Could you write out the lines below exactly, beginning with the first and finishing with the one that contains "shape [[382, 65]]."?

▶ **Extracted data entries**:
┄┄┄┄┄┄┄┄┄┄┄┄┄┄┄┄┄┄┄┄

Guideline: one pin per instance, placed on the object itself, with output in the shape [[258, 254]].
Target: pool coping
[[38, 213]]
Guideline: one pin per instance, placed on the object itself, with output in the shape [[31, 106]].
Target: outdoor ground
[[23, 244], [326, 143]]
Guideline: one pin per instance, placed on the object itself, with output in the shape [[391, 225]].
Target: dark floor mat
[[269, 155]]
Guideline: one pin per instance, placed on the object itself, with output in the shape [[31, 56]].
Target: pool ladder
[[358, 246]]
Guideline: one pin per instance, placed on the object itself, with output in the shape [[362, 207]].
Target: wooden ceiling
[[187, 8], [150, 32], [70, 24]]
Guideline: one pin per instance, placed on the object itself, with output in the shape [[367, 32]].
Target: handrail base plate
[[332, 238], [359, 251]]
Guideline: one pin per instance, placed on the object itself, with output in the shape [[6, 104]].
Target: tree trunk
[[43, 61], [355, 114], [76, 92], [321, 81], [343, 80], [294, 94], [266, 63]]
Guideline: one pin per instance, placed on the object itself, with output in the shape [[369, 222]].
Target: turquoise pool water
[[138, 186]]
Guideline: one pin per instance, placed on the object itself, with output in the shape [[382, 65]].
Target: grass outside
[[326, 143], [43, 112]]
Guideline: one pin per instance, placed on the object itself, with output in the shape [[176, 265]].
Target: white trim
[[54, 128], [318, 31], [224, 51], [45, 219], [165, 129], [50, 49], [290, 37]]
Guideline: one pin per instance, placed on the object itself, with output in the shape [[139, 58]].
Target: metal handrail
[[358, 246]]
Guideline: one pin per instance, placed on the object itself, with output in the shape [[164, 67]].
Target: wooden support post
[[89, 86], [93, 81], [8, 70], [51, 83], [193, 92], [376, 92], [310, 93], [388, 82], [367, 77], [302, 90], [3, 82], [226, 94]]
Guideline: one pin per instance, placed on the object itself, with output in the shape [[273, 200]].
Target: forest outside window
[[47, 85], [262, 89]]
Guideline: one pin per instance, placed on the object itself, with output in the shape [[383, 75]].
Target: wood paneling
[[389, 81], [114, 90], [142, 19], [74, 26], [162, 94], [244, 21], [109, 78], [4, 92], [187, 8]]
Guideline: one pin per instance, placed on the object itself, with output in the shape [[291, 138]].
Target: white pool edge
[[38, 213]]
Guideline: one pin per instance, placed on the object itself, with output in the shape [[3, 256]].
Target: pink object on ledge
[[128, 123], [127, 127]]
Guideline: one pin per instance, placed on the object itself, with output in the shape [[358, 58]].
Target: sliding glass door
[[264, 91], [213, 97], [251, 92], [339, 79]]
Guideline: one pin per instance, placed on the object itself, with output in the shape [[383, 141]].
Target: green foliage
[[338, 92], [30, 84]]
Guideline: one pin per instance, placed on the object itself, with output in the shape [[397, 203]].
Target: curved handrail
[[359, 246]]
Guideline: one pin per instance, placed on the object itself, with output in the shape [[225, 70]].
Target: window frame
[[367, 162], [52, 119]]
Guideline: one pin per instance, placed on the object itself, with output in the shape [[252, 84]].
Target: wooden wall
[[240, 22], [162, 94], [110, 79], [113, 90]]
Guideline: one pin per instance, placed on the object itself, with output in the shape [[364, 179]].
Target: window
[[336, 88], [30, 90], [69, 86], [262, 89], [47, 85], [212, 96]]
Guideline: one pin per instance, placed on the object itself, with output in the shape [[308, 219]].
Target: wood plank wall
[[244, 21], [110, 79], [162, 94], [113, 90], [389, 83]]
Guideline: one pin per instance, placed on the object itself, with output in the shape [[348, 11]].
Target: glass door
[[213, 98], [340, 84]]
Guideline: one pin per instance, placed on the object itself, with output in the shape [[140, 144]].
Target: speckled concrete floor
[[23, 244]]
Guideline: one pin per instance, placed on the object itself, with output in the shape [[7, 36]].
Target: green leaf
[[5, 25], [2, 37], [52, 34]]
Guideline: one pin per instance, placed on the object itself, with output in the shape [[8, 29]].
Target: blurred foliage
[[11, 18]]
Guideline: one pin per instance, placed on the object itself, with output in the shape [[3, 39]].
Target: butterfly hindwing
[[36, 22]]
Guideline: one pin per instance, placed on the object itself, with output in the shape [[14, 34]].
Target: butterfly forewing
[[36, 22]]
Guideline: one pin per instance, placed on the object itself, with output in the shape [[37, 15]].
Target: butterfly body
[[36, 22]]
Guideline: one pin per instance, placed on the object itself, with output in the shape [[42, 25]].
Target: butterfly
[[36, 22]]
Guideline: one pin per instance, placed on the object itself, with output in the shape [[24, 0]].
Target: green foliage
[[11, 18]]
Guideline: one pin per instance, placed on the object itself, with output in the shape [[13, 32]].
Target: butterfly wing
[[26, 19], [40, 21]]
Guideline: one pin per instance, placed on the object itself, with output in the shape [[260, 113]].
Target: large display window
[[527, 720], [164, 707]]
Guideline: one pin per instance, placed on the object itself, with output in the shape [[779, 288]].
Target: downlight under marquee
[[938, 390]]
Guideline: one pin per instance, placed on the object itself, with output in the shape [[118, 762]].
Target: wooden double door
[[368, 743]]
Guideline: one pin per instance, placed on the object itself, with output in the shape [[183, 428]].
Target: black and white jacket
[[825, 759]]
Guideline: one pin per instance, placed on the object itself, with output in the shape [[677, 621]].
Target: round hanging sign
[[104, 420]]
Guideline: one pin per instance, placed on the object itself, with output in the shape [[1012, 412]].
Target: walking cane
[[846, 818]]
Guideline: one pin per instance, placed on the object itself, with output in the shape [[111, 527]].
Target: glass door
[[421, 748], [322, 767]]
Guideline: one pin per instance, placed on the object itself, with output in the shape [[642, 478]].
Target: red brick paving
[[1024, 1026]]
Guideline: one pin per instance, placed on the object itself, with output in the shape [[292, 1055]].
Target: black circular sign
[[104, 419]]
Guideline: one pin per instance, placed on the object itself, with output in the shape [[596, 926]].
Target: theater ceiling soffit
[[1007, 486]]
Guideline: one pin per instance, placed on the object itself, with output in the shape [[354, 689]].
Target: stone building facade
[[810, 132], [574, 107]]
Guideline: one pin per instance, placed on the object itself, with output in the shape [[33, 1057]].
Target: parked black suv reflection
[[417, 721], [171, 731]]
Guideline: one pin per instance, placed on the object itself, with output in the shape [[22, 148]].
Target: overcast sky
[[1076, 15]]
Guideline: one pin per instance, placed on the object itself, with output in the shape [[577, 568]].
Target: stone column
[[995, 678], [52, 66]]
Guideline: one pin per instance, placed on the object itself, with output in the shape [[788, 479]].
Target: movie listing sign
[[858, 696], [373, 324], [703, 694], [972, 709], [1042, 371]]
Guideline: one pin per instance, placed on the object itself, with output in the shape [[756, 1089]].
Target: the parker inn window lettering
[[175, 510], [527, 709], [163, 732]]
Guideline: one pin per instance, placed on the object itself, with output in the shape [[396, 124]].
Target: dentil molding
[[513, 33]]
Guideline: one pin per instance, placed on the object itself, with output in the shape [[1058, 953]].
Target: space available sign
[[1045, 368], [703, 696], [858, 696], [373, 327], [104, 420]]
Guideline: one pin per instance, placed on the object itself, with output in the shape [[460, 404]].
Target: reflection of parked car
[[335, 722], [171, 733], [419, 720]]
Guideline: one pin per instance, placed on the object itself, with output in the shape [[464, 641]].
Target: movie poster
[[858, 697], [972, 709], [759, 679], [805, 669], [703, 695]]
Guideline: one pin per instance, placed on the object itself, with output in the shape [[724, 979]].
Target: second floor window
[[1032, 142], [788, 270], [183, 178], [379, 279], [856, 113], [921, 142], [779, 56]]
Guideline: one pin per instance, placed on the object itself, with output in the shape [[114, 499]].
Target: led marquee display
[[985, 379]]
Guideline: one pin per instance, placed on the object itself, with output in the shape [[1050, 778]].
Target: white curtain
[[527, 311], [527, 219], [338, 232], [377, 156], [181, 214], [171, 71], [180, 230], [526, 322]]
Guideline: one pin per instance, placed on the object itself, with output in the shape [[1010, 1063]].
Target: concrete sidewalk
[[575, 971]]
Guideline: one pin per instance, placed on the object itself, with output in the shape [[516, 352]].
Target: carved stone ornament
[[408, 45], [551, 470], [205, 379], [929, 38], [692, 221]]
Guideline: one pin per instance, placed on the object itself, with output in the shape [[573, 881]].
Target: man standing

┄┄┄┄┄┄┄┄┄┄┄┄┄┄┄┄┄┄┄┄

▶ **Task result**:
Guideline: one pin per instance, placed on the object itself, with output in the shape [[258, 254]].
Target: pool coping
[[38, 213]]
Guideline: one pin per instance, placed on the object itself, with output in the shape [[31, 106]].
Target: outdoor ground
[[23, 244], [326, 143]]
Guideline: one pin per instance, placed on the object itself, with output in the shape [[391, 225]].
Target: dark floor mat
[[269, 155]]
Guideline: one pin per instance, placed on the object itself, with output in the shape [[31, 56]].
Target: pool ladder
[[358, 246]]
Guideline: one pin per instance, placed on the object itself, with output in the shape [[362, 207]].
Target: wooden ceiling
[[187, 8], [150, 32], [70, 24]]
Guideline: one pin per instance, placed on the object itself, with output in the shape [[367, 32]].
Target: handrail base plate
[[332, 238], [359, 251]]
Guideline: one pin per instance, placed on the object itself, with output in the shape [[6, 104]].
Target: tree trunk
[[43, 61], [355, 114], [76, 92], [321, 81], [343, 80], [294, 94], [266, 63]]
Guideline: one pin per instance, placed on the object itself, with output in the shape [[369, 222]].
Target: turquoise pool water
[[138, 186]]
Guideline: one pin per instance, placed on the object itself, with output in the shape [[382, 65]].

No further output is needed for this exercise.